§ Your goal: Extract every one of the lines below verbatim, and leave the pictures out of your copy.

§ Source data:

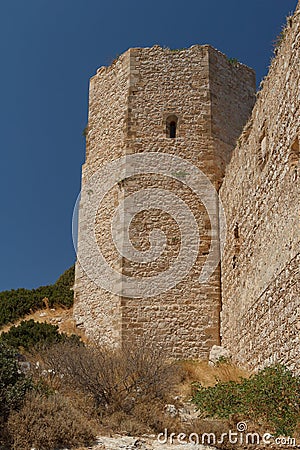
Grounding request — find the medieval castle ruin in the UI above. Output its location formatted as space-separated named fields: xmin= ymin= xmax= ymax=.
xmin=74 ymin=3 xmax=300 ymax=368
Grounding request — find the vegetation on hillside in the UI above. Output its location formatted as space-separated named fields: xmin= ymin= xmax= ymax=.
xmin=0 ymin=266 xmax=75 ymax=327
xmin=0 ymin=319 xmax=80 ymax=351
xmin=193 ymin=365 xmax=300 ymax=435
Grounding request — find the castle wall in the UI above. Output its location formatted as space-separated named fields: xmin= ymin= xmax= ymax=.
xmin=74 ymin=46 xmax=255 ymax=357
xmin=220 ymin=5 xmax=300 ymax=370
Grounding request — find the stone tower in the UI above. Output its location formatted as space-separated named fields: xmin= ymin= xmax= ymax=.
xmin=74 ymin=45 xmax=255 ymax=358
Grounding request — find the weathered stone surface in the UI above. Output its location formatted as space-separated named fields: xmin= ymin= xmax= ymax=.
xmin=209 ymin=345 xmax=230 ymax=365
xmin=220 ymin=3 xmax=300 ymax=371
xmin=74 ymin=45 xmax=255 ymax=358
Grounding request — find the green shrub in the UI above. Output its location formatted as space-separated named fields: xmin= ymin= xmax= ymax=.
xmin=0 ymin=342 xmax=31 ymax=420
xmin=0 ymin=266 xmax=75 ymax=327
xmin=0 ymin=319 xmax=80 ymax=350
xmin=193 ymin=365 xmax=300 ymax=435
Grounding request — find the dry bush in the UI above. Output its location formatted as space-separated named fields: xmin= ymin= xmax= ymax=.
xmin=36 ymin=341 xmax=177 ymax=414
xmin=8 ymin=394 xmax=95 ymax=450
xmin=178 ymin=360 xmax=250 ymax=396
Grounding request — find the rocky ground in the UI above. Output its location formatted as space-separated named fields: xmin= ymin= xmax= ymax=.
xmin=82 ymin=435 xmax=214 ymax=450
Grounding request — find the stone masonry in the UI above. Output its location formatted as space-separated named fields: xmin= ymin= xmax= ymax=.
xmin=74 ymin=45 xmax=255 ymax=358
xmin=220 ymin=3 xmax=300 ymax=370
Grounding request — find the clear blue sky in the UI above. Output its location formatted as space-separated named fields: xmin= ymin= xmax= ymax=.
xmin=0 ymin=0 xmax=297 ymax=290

§ The result:
Grounding request — find the medieval castle ruin in the UI above. Output its location formatted as space-separated named fields: xmin= ymin= xmax= ymax=.
xmin=74 ymin=3 xmax=300 ymax=368
Grounding request — find the vegetation on hillside in the UI above. Output its location formatted as space-separated named fields: xmin= ymin= xmax= ymax=.
xmin=0 ymin=266 xmax=75 ymax=327
xmin=0 ymin=319 xmax=80 ymax=351
xmin=193 ymin=365 xmax=300 ymax=435
Grounding request — find the castle wall in the UI above. Output its location formatted as space-separated named fields: xmin= ymin= xmax= ymax=.
xmin=74 ymin=46 xmax=255 ymax=357
xmin=220 ymin=5 xmax=300 ymax=370
Grounding request — find the stone tower in the UI above. Output its location formatted as space-separated named fields: xmin= ymin= xmax= ymax=.
xmin=74 ymin=45 xmax=255 ymax=358
Grounding request — find the weathered stone surface in the UI above. Output its location formatted as space-separated named fields: xmin= ymin= xmax= ymax=.
xmin=209 ymin=345 xmax=230 ymax=365
xmin=220 ymin=3 xmax=300 ymax=371
xmin=74 ymin=45 xmax=255 ymax=358
Grounding request — find the green shrub in the UI above. Output its location formatted as space-separated named fields: xmin= ymin= xmax= ymax=.
xmin=0 ymin=342 xmax=31 ymax=420
xmin=0 ymin=266 xmax=75 ymax=327
xmin=0 ymin=319 xmax=80 ymax=350
xmin=193 ymin=365 xmax=300 ymax=435
Grounding request — find the dry bush in the UI above. Output its location formatted as space-separated named fields: xmin= ymin= xmax= ymax=.
xmin=36 ymin=341 xmax=177 ymax=414
xmin=8 ymin=394 xmax=95 ymax=450
xmin=178 ymin=360 xmax=250 ymax=396
Grounding request — find the rocky ground in the UI above. Output its location formatted as space-separated named fields: xmin= ymin= xmax= ymax=.
xmin=82 ymin=435 xmax=214 ymax=450
Grounding request — find the stone masonry in the UI above. Output its location formatted as space-separated named fields: xmin= ymin= xmax= ymax=.
xmin=74 ymin=45 xmax=255 ymax=358
xmin=220 ymin=3 xmax=300 ymax=370
Grounding request — find the clear blue sky in the UI above. Output its location formatted as space-separated named fields: xmin= ymin= xmax= ymax=.
xmin=0 ymin=0 xmax=297 ymax=290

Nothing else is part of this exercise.